[TASK TO COMPLETE]
Write out the rows below again, swapping every "keypoint" for "marker" and keeping everything else the same.
***** MATERIALS PROVIDED
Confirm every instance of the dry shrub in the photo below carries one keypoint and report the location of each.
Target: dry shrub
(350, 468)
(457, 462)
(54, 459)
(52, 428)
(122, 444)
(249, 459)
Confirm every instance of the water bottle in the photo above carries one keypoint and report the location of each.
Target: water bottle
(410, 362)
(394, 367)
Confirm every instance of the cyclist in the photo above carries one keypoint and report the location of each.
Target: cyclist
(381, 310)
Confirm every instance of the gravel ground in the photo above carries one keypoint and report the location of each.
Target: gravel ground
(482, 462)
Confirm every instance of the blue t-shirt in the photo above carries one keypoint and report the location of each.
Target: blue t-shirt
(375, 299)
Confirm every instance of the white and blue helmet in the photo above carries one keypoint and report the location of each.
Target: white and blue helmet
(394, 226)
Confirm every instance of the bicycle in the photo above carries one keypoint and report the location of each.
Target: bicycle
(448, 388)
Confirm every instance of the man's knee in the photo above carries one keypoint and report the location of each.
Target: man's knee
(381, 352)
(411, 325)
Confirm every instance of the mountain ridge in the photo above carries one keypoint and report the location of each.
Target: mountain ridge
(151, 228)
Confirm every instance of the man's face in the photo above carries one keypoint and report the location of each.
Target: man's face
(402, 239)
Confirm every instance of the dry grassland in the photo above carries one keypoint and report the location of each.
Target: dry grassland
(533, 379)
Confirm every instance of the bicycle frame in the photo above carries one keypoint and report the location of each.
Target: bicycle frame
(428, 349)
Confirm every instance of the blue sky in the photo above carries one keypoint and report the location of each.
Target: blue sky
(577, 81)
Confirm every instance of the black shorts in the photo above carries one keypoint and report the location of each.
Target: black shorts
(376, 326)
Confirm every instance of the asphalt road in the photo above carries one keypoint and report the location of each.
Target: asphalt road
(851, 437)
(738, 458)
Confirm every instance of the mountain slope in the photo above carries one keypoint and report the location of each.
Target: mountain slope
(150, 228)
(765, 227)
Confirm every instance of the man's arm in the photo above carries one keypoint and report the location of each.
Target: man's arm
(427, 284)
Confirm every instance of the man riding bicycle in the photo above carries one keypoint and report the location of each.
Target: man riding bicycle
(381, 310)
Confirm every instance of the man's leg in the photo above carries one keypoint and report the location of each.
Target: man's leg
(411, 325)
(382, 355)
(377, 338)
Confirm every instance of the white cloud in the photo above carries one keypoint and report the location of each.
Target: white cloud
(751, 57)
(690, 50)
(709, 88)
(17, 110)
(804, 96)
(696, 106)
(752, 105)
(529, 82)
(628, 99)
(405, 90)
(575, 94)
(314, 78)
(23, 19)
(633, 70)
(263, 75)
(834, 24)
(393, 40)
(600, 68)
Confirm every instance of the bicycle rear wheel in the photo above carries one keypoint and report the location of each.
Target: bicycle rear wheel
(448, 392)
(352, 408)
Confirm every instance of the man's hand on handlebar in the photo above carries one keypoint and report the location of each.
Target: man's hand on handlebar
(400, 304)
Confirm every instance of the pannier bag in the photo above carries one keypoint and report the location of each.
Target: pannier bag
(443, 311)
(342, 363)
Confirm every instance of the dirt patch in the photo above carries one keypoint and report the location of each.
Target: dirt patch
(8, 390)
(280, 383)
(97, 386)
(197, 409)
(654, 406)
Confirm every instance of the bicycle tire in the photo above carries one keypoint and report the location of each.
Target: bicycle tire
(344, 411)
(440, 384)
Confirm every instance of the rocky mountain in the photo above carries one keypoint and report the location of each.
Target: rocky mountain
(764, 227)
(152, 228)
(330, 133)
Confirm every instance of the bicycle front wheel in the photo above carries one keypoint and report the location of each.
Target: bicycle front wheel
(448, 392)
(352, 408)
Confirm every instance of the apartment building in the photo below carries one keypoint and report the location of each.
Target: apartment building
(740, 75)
**********
[WRITTEN ANSWER]
Confirm every instance of the dry shrub in the photo below carries one marker and report the location of each.
Target: dry shrub
(350, 468)
(457, 462)
(54, 459)
(52, 428)
(122, 444)
(249, 459)
Confirm every instance of the water bottle in the photo above carries one marker and report the location of each.
Target: water bottle
(410, 362)
(394, 367)
Confirm every instance of the cyclist in the photo above carries one marker and report the location of each.
Target: cyclist
(381, 310)
Confirm every instance of the gravel ground in the photo above carries one marker and report the location of each.
Target: gravel ground
(482, 462)
Confirm every instance of the blue t-shirt in the photo above carries one marker and report the location of each.
Target: blue t-shirt
(375, 299)
Confirm every instance of the white and blue helmet in the photo above carries one marker and report the location of each.
Target: white and blue helmet
(394, 226)
Confirm every instance of the bicycle in the photo above carries one marker and report the location of each.
Target: bicycle
(448, 388)
Confirm every instance of the man's knee in the photo above carries one marker and report the location of each.
Target: man's knee
(381, 352)
(411, 325)
Confirm every instance of the mountain ridge in the photo above carries one marker and report the location of each.
Target: mountain ridge
(151, 228)
Confirm every instance of the man's face in the photo above carries one marker and report the location of each.
Target: man's face
(402, 239)
Confirm every instance of the dry grassland in the photo above carries one marker and report the location of each.
Target: dry grassland
(533, 379)
Confirm every instance of the bicycle frame in the photo above carries one marker and report the location of each.
Target: bicycle frame
(428, 349)
Confirm every instance of the blue sky in the photo above carries one marker and report the location of each.
Target: blue sky
(577, 81)
Confirm every instance of the black shorts in the photo above carries one marker and report the location of each.
Target: black shorts
(376, 326)
Confirm every instance of the asphalt road in the photo above carries one marker and report the location of each.
Target: asphalt road
(851, 437)
(738, 458)
Confirm every instance of the mountain slope in the photo above carries one marker and report the location of each.
Target: mountain slope
(150, 228)
(765, 227)
Confirm every instance of the man's arm in the photo above carries one marker and report the location of each.
Target: man's arm
(427, 284)
Confirm every instance of the man riding bicycle in the photo above carries one marker and report the location of each.
Target: man riding bicycle
(381, 310)
Confirm every instance of the man's leg in the photo above carries one marker and report the location of each.
Target: man's leg
(411, 325)
(382, 355)
(377, 338)
Confirm every instance of the white cloud in the photo above carries one marker and report the location of each.
Target: white cloud
(751, 57)
(690, 50)
(709, 88)
(17, 110)
(804, 96)
(696, 106)
(752, 105)
(529, 82)
(628, 99)
(405, 90)
(575, 94)
(314, 78)
(23, 19)
(633, 70)
(263, 75)
(834, 24)
(393, 40)
(600, 68)
Confirm every instance of the bicycle rear wheel in the photo above carries one marker and report the location of each.
Target: bicycle rear wheel
(448, 392)
(352, 408)
Confirm every instance of the man's hand on handlebar in the photo above carries one marker and report the location of each.
Target: man's hand on handlebar
(400, 304)
Confirm every instance of the pannier bag in the photo above carries one marker and report the location of each.
Target: pannier bag
(443, 311)
(342, 363)
Confirm every instance of the dirt patch in the photo above carries one marker and report the location of each.
Target: dirt patch
(8, 390)
(280, 383)
(97, 386)
(197, 409)
(654, 406)
Confirm every instance of the bicycle tire in the photo above carries one marker and report the location of each.
Target: bicycle tire
(344, 411)
(440, 384)
Confirm every instance of the rocky mountain in the photo above carries one marker and report the location of each.
Target: rocky mountain
(764, 227)
(152, 228)
(330, 133)
Confirm every instance of the bicycle front wheel in the photo above carries one marker and report the location of each.
Target: bicycle front wheel
(448, 392)
(352, 408)
Confirm every instance of the apartment building in the photo below carries one marker and report the location of each.
Target: apartment building
(740, 75)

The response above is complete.